WHAT TO PRODUCE:
Continue the mailing-list thread below about getting only one cluster from Canopy Clustering, starting right after its last line.

DOCUMENT SEGMENT:
Re: number of clusters (Canopy Clustering)

Jeff Eastman Sun, 08 Jan 2012 07:48:40 -0800

I'm almost certain there is no current way to do this from the commandline. You could write a small utility to do this (seeCanopyClusterer.buildClustersSeq() for a simple skeleton you could use).But I would suggest trying CosineDistanceMeasure instead of Euclideanfor text. If you have a small number of input files you could run the-xm sequential mode in the debugger and breakpoint or just add someprintouts to CanopyClusterer.addPointToCanopies(...).


On 1/7/12 5:08 AM, Paritosh Ranjan wrote:

"Is there a way for me to determine the distance from command line? "

I am not aware of any. If anyone else is, then please suggest.
________________________________________
From: Periya.Data [[email protected]]
Sent: Saturday, January 07, 2012 6:31 AM
To: [email protected]
Subject: Re: number of clusters (Canopy Clustering)

I agree that if all the distances are<  t2, I will get only one cluster. I
was just "hoping" that they do fall within that range and was basically
shooting in dark when twiddling with various t1 and t2 values.

Is there an easy way to determine the distance between vectors? In the
CanopyCluster shell script, I use EuclideanDistanceMeasure. The TFIDF
vectors are in binary and I have no idea how to proceed.

Is there a way for me to determine the distance from command line? So far,
I am not using any Java program to do my experiments. As a beginner, I am
running shell scripts and learning.

$MAHOUT_HOME/bin/mahout canopy       -i
/input/mahout/vectorized/tfidf-vectors \
                         -o
$HDFS_OUTPUT_DIR/bigdata-canopy-centroids \
                         -dm
org.apache.mahout.common.distance.EuclideanDistanceMeasure \
                         -t1          0.9 \
                         -t2          0.2 \
                         --overwrite

Thanks for your suggestions,
PD.

On Thu, Jan 5, 2012 at 8:47 PM, Paritosh Ranjan<[email protected]>  wrote:

What is the distance between vectors with the Distance measure you are
using?
If all the vectors lie within the range of t2, then you will get only 1
cluster.

Write some piece of test code which creates vectors of the data you are
using, and then find the distance between the vectors ( using the same
distance measure you are using while clustering ). If all distances are
within t2, then you will get only one cluster.


On 05-01-2012 10:14, Periya.Data wrote:

Hi Paritosh,
     Thanks for your suggestions. I am currently trying to use Canopy
Clustering to guess the number of clusters. I have tried various values
(between 0 and 1) for t1 and t2 (t1>   t2). Still I get only one cluster. I
tried (0.9, 0.2), (0.05, 0.001), (0.005, 0.00001) etc. I thought if I make
t2 very close to 0, I would a lot of clusters...but, it is very
strange...I
am getting only one cluster for a vast set of t1/t2 values.

DATA LINES:
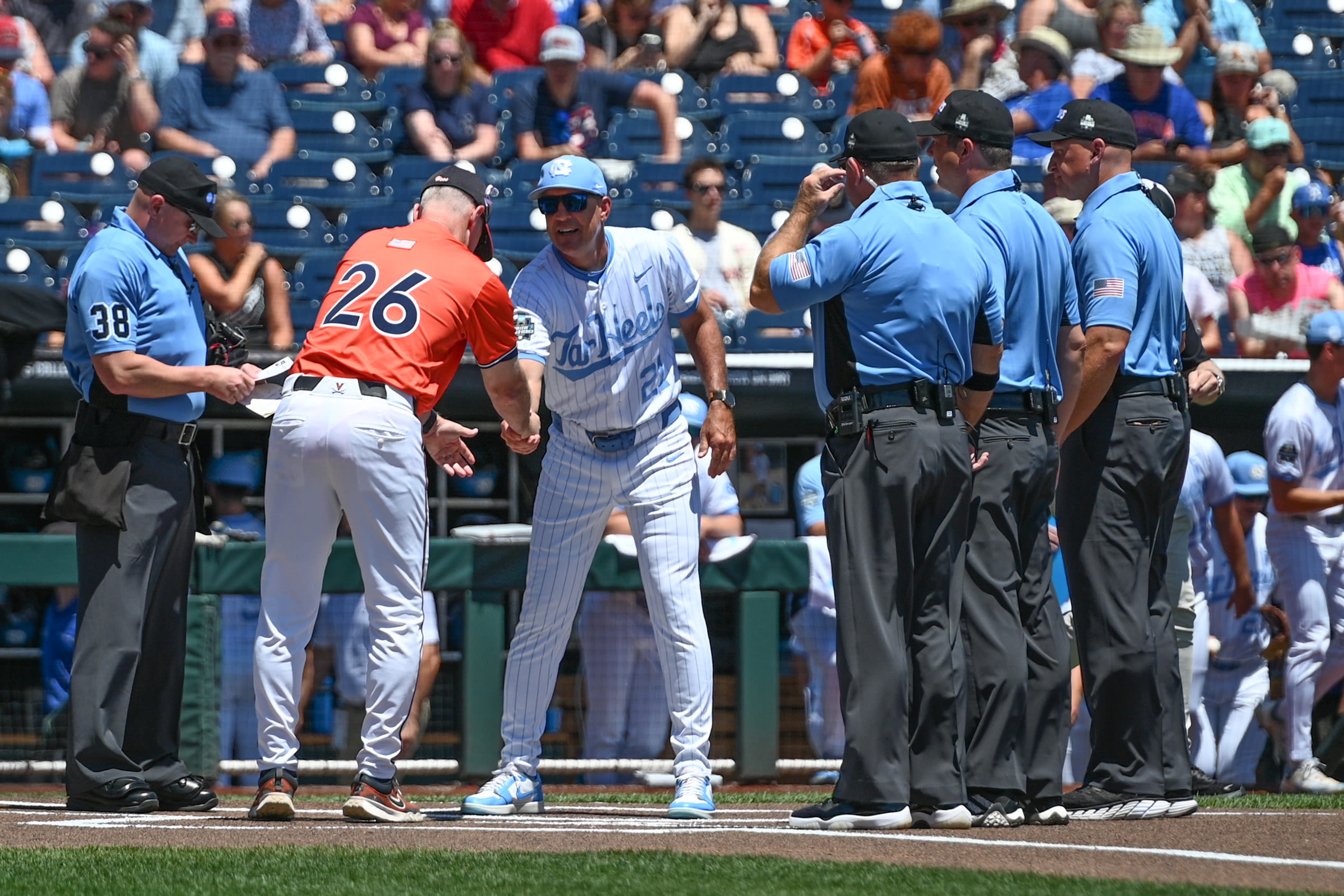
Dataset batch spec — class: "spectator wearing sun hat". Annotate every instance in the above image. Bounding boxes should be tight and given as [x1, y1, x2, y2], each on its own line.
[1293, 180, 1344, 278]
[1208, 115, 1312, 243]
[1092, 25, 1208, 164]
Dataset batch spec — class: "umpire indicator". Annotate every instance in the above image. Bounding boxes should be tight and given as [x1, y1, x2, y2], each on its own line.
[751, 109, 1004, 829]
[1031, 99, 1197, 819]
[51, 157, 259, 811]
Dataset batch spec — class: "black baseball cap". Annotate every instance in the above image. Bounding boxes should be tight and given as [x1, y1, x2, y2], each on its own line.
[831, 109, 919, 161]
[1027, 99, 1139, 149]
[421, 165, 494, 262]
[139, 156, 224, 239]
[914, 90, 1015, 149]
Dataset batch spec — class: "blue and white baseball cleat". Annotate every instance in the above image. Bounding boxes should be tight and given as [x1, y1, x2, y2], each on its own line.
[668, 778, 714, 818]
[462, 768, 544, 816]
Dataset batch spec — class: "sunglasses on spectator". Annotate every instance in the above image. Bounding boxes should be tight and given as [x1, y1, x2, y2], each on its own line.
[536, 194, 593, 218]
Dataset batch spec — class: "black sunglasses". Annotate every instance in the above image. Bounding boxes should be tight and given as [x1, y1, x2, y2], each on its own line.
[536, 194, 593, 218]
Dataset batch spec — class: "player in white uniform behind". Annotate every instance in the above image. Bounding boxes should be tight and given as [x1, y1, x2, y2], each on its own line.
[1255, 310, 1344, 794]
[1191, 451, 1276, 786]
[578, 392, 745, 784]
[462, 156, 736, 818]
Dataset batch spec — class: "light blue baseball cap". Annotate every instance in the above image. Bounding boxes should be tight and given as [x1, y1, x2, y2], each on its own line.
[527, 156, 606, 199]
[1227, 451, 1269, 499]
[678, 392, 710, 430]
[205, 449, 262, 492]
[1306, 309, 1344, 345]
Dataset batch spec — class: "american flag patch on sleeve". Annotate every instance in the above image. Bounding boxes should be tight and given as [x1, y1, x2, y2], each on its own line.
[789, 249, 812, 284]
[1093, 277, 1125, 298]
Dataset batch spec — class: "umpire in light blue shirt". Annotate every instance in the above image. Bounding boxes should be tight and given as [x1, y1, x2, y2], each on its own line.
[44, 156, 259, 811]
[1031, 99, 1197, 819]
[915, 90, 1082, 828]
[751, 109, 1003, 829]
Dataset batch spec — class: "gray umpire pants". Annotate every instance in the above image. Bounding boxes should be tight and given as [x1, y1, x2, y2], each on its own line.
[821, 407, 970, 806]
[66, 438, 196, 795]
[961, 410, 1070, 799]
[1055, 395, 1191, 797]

WRITTEN REPLY:
Is this because I am using just one text file for my analysis?

I have only one large text file and want to cluster the words and see how
they are clustered. I thought this would be a simple way to begin
exploring
clustering/mahout.

Your suggestions are appreciated,
PD.

On Sat, Dec 31, 2011 at 2:48 AM, Paritosh Ranjan<[email protected]>
  wrote:

  There can be two reasons for only one cluster being found.

1) The vectors are really close to each other and the clusters converge.
2) The distance measure you are using is not appropriate with your vector
values.

Try to
1) Analyze the vectors and the distance between them. Are they good
candidates to be inside different clusters?
2) Try to use CanopyClustering first to guess the number of clusters (
experiment a bit by changing values of t1 and t2 ).
3) Then provided the clusters returned by CanopyClustering to KMeans.
4) Use EuclideanDistance instead of Squared...

Paritosh

______________________________**__________
From: Periya.Data [[email protected]]
Sent: Saturday, December 31, 2011 1:07 AM
To: [email protected]
Subject: number of clusters

Hi all,
    I am a newbie to Mahout. I am running a basic k-means clustering on a
sample txt file. No matter what number I give to the --numClusters
parameter, I always get only one cluster (VL-0). Can someone please point
out any mistake and suggest what I should do to see a decent number of
clusters?

I successfully convert the txt file into seq-file and then to vectorized
format.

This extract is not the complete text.